Document section ->
Most known Easter eggs are small and harmless, but as applications and operating systems have gotten larger over the last few years, it has become possible for rogue employees to include much more elaborate eggs and have them released with the finished product. An Easter egg that provides a good example of a significant amount of code being included in a popular product is the flight simulator in Microsoft Excel 97 (see Resources 2).
Word 97 has a surprising dictionary entry: if a sentence includes the word “zzzz”, the auto-spell-checker underlines it and offers “sex” as the corrected spelling. It's clear that Microsoft did not know about that entry when they released Word 97, and demonstrates the inability of the manufacturer to adequately monitor its programmers.
Virtually all versions of Microsoft Windows and application programs from other vendors also contain a plethora of Easter eggs (see Resources 3).
Back doors can easily be embedded in large programs. Occasionally they serve the legitimate function of allowing a manufacturer to perform remote maintenance. But what if a manufacturer embedded a secret door to be used for devious purposes? Would the user even notice?
Programs have certainly become too big for inspection of their executable code for possible security loopholes. More often than not, we don't actually know what a program such as a word processor is doing at any one time—perhaps it is saving a backup copy of the document being typed; perhaps it is scanning the hard disk for credit-card numbers.

Entries provided ->
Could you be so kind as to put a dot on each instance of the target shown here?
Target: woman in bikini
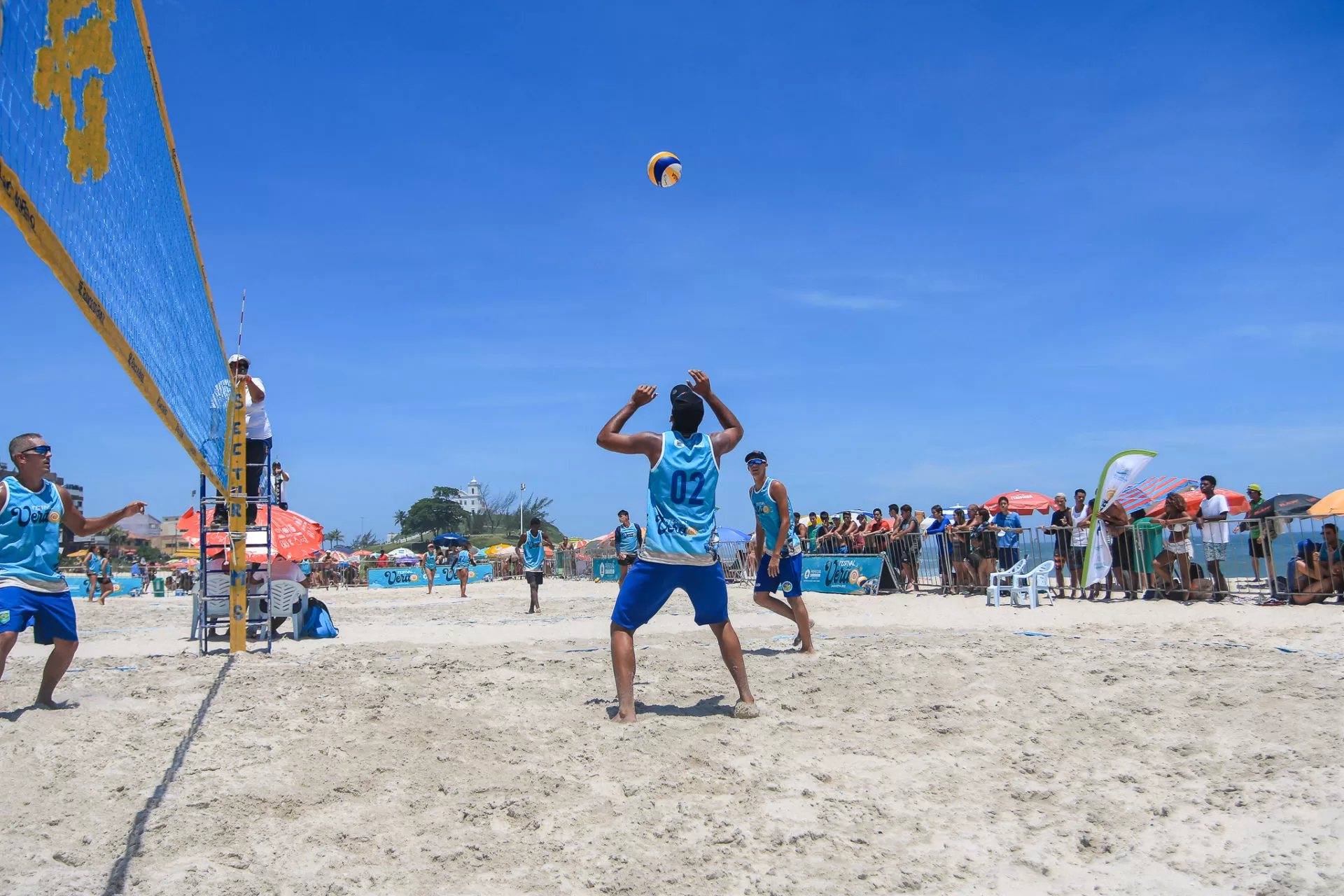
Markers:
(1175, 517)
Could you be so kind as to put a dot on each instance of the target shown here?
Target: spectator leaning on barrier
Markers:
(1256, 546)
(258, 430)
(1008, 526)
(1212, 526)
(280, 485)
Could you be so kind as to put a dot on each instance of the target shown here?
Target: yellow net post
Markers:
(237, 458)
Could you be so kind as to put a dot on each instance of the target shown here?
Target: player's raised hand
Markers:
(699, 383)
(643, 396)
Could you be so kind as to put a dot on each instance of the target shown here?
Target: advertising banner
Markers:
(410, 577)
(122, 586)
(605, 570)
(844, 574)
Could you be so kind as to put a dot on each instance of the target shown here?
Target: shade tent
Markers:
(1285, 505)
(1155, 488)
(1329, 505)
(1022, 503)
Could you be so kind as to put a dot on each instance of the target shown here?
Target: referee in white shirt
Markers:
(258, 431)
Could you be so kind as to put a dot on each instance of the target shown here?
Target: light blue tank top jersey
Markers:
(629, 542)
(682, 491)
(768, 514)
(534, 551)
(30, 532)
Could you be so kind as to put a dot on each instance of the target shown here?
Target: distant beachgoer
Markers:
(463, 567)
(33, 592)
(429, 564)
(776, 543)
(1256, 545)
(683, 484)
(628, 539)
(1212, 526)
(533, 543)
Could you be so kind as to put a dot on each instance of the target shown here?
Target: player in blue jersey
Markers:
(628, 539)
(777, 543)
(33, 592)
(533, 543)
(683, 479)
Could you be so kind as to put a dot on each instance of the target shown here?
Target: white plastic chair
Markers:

What this exercise asks ->
**a)** Echo the stretch of the passage on software Easter eggs from "Programs have certainly" through "for credit-card numbers.".
**b)** Answer these questions from the passage on software Easter eggs:
(i) Which product contains a flight simulator as an Easter egg?
(ii) What does the Word 97 spell-checker offer as the corrected spelling of "zzzz"?
(iii) What legitimate function do back doors occasionally serve?

Answers per task ->
**a)**
Programs have certainly become too big for inspection of their executable code for possible security loopholes. More often than not, we don't actually know what a program such as a word processor is doing at any one time—perhaps it is saving a backup copy of the document being typed; perhaps it is scanning the hard disk for credit-card numbers.

**b)**
(i) Microsoft Excel 97
(ii) "sex"
(iii) Allowing a manufacturer to perform remote maintenance